(Directions): Arrange everything in the material below, from the line containing "Trace the outline of every instance of the sugar" through the end, as a JSON list of strings with one string per line and no entries for blank lines. Leave the pictures out.
------ Records provided ------
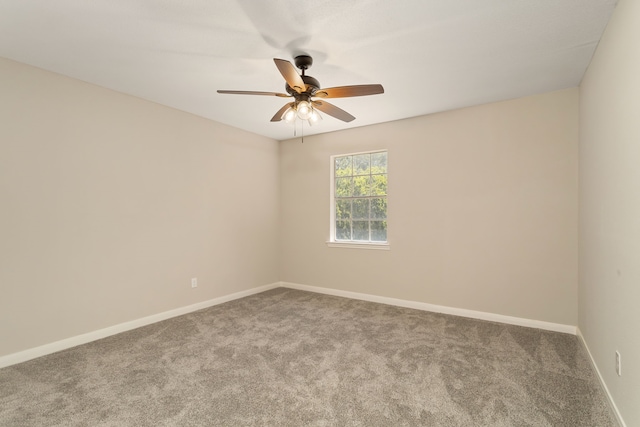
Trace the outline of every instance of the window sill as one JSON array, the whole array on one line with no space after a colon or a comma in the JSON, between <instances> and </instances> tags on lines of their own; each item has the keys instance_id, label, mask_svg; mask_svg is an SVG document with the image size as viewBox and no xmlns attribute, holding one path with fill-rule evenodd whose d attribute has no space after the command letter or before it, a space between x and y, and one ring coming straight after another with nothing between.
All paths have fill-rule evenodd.
<instances>
[{"instance_id":1,"label":"window sill","mask_svg":"<svg viewBox=\"0 0 640 427\"><path fill-rule=\"evenodd\" d=\"M327 246L330 248L349 248L349 249L374 249L379 251L391 250L389 243L355 243L355 242L336 242L328 241Z\"/></svg>"}]
</instances>

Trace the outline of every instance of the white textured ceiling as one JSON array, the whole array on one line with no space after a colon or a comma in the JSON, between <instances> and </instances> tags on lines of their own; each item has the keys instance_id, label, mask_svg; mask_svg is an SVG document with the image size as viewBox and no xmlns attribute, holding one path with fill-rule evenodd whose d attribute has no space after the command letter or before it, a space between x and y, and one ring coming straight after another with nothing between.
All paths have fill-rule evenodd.
<instances>
[{"instance_id":1,"label":"white textured ceiling","mask_svg":"<svg viewBox=\"0 0 640 427\"><path fill-rule=\"evenodd\" d=\"M314 58L331 102L305 134L579 85L616 0L0 0L0 56L274 139L288 100L272 58ZM0 94L1 96L1 94Z\"/></svg>"}]
</instances>

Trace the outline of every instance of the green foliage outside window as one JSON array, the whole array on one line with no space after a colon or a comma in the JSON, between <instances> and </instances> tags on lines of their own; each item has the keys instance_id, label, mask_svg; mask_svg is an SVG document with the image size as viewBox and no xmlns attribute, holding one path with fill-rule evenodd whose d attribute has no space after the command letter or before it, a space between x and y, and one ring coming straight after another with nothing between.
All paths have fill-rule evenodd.
<instances>
[{"instance_id":1,"label":"green foliage outside window","mask_svg":"<svg viewBox=\"0 0 640 427\"><path fill-rule=\"evenodd\" d=\"M387 241L387 153L335 158L335 239Z\"/></svg>"}]
</instances>

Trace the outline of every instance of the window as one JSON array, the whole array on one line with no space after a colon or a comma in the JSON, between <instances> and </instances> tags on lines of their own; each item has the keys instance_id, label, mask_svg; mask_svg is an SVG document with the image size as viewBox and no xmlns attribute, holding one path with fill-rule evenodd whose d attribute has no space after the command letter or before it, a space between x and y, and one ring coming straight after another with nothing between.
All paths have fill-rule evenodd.
<instances>
[{"instance_id":1,"label":"window","mask_svg":"<svg viewBox=\"0 0 640 427\"><path fill-rule=\"evenodd\" d=\"M331 165L330 243L386 244L387 152L332 156Z\"/></svg>"}]
</instances>

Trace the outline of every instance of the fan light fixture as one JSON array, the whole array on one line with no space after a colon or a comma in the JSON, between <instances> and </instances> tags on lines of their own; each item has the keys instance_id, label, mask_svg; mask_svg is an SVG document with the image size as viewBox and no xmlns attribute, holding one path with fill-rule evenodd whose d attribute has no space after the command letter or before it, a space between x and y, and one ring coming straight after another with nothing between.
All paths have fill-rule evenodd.
<instances>
[{"instance_id":1,"label":"fan light fixture","mask_svg":"<svg viewBox=\"0 0 640 427\"><path fill-rule=\"evenodd\" d=\"M263 95L277 96L280 98L293 98L293 101L285 104L271 118L272 122L285 121L287 123L295 123L300 119L302 123L305 121L309 125L322 120L318 111L322 111L338 120L349 123L355 120L355 117L341 108L330 104L326 99L330 98L349 98L352 96L367 96L384 93L384 88L379 84L368 85L351 85L337 86L329 88L320 88L320 82L314 77L306 75L306 70L313 64L313 58L309 55L298 55L294 58L295 67L289 61L284 59L273 58L278 71L284 77L286 82L285 92L256 92L246 90L218 90L218 93L228 93L232 95ZM298 74L296 68L302 71ZM312 99L320 98L320 99ZM294 131L295 133L295 131Z\"/></svg>"},{"instance_id":2,"label":"fan light fixture","mask_svg":"<svg viewBox=\"0 0 640 427\"><path fill-rule=\"evenodd\" d=\"M309 125L313 125L322 120L322 116L310 102L299 101L290 106L282 115L282 120L287 123L294 123L296 119L307 121Z\"/></svg>"}]
</instances>

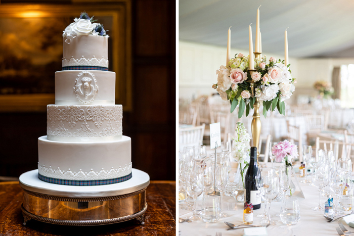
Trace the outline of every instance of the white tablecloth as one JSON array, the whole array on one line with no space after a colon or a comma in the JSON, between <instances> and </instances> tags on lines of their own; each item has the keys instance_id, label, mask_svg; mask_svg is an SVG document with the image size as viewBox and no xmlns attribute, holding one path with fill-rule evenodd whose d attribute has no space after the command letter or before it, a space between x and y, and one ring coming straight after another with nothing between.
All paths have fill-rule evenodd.
<instances>
[{"instance_id":1,"label":"white tablecloth","mask_svg":"<svg viewBox=\"0 0 354 236\"><path fill-rule=\"evenodd\" d=\"M300 178L298 178L300 180ZM319 191L316 187L311 186L307 184L301 183L300 186L305 195L305 199L296 196L299 200L300 214L301 219L299 222L292 226L284 225L280 221L280 218L275 216L275 215L280 211L281 202L273 202L271 204L271 212L275 216L272 219L278 221L276 225L270 226L267 228L268 235L282 236L302 236L302 235L338 235L336 227L338 227L338 222L334 222L327 223L323 217L323 212L316 212L311 210L311 208L317 206L319 202ZM324 202L325 197L321 198L321 201ZM199 200L201 201L201 200ZM224 197L223 201L235 202L232 197ZM243 229L227 230L228 227L224 223L228 221L236 225L243 224L243 204L237 203L237 210L225 211L229 214L229 217L220 218L215 223L208 224L202 221L193 222L191 223L184 222L179 223L179 230L181 230L181 236L201 235L206 236L211 235L214 236L216 232L220 232L222 236L227 235L242 235L243 234ZM257 218L256 215L261 214L264 210L264 204L262 204L260 209L254 210L253 212L253 225L259 225L261 219ZM179 208L179 216L185 218L192 215L192 213L188 213L188 211L182 210ZM349 227L344 220L341 220L347 229L354 231L354 228ZM285 231L284 233L284 232Z\"/></svg>"}]
</instances>

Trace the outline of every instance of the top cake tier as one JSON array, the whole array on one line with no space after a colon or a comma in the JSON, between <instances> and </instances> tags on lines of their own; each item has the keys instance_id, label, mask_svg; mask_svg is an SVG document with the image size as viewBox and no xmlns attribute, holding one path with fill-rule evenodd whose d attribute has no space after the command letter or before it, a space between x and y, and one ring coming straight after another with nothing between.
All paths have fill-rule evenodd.
<instances>
[{"instance_id":1,"label":"top cake tier","mask_svg":"<svg viewBox=\"0 0 354 236\"><path fill-rule=\"evenodd\" d=\"M108 38L94 34L80 34L70 43L63 38L63 70L108 70Z\"/></svg>"}]
</instances>

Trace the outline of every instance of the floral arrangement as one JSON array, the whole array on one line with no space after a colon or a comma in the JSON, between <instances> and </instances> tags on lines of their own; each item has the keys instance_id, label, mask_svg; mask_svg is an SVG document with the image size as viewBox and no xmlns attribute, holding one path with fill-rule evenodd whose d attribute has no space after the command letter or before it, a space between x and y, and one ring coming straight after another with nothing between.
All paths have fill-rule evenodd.
<instances>
[{"instance_id":1,"label":"floral arrangement","mask_svg":"<svg viewBox=\"0 0 354 236\"><path fill-rule=\"evenodd\" d=\"M237 136L232 138L234 141L232 146L232 154L234 159L239 163L242 184L244 188L245 182L243 175L245 171L247 170L249 165L246 158L249 157L249 152L251 149L249 142L251 140L251 137L243 124L241 122L237 122L236 124L235 131ZM242 166L242 164L245 165L243 167Z\"/></svg>"},{"instance_id":2,"label":"floral arrangement","mask_svg":"<svg viewBox=\"0 0 354 236\"><path fill-rule=\"evenodd\" d=\"M324 80L318 80L314 84L314 87L319 91L321 97L327 98L333 94L334 89L330 83Z\"/></svg>"},{"instance_id":3,"label":"floral arrangement","mask_svg":"<svg viewBox=\"0 0 354 236\"><path fill-rule=\"evenodd\" d=\"M85 12L81 12L79 18L74 19L72 23L63 31L63 37L66 37L65 42L69 44L71 40L79 34L95 34L109 37L105 30L103 25L97 23L93 23L97 20L94 20L94 17L90 17Z\"/></svg>"},{"instance_id":4,"label":"floral arrangement","mask_svg":"<svg viewBox=\"0 0 354 236\"><path fill-rule=\"evenodd\" d=\"M272 148L272 154L275 156L275 161L281 162L285 160L285 165L292 166L291 160L299 156L297 146L287 140L280 141Z\"/></svg>"},{"instance_id":5,"label":"floral arrangement","mask_svg":"<svg viewBox=\"0 0 354 236\"><path fill-rule=\"evenodd\" d=\"M273 111L276 107L280 114L285 115L284 101L291 97L296 83L290 74L290 64L284 65L284 61L277 61L274 57L267 61L264 56L254 59L256 71L251 75L248 71L249 58L249 56L240 53L227 66L221 66L216 70L217 83L213 84L213 88L216 89L223 100L230 101L231 113L239 104L239 118L245 109L246 116L248 115L250 109L253 109L256 98L263 101L264 117L269 109ZM254 91L251 90L251 82L254 83Z\"/></svg>"}]
</instances>

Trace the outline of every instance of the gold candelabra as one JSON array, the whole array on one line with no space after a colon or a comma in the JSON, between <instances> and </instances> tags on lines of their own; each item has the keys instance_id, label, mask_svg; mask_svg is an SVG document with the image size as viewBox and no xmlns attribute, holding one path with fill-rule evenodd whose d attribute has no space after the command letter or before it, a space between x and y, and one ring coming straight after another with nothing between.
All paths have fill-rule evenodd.
<instances>
[{"instance_id":1,"label":"gold candelabra","mask_svg":"<svg viewBox=\"0 0 354 236\"><path fill-rule=\"evenodd\" d=\"M254 57L258 59L260 59L262 53L253 53ZM256 71L256 70L248 69L248 71L252 76L252 74ZM254 82L253 80L249 81L251 83L251 91L252 95L254 98ZM260 123L260 115L259 115L259 99L258 98L255 98L255 101L253 104L253 109L254 112L252 116L252 123L251 123L251 131L252 132L252 138L253 140L253 146L257 147L257 162L258 159L259 157L259 150L258 149L258 145L259 144L259 137L260 136L260 129L261 128L261 124Z\"/></svg>"}]
</instances>

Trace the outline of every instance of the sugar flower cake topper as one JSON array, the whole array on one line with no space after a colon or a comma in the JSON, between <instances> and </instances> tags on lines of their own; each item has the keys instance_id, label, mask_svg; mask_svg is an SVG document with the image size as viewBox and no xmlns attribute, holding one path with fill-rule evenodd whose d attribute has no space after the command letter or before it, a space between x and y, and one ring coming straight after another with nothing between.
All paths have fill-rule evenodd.
<instances>
[{"instance_id":1,"label":"sugar flower cake topper","mask_svg":"<svg viewBox=\"0 0 354 236\"><path fill-rule=\"evenodd\" d=\"M103 25L94 23L97 20L94 20L94 17L90 17L86 12L81 12L80 17L74 19L74 22L67 27L63 31L63 37L66 37L65 42L69 44L71 40L79 34L94 34L108 38Z\"/></svg>"}]
</instances>

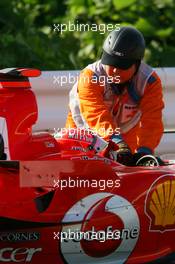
------
(Expected output):
[
  "Trace the outline of every instance of the sugar flower cake topper as one JSON array, the whole array on one line with no space after a colon or a comma in the JSON, between <instances> and </instances> tags on lines of their own; each item has the keys instance_id, label, mask_svg; mask_svg is an SVG document with the image size as viewBox and no xmlns attribute, holding one path with fill-rule evenodd whose d attribute has no space after the command letter or before it, a space between x and y, and one ring coming straight after another with nothing between.",
  "All paths have fill-rule evenodd.",
  "<instances>",
  "[{\"instance_id\":1,\"label\":\"sugar flower cake topper\",\"mask_svg\":\"<svg viewBox=\\\"0 0 354 236\\\"><path fill-rule=\\\"evenodd\\\" d=\\\"M103 25L94 23L97 20L94 20L94 17L90 17L86 12L81 12L80 17L74 19L74 22L67 27L63 31L63 37L66 37L65 42L69 44L71 40L79 34L94 34L108 38Z\\\"/></svg>\"}]",
  "</instances>"
]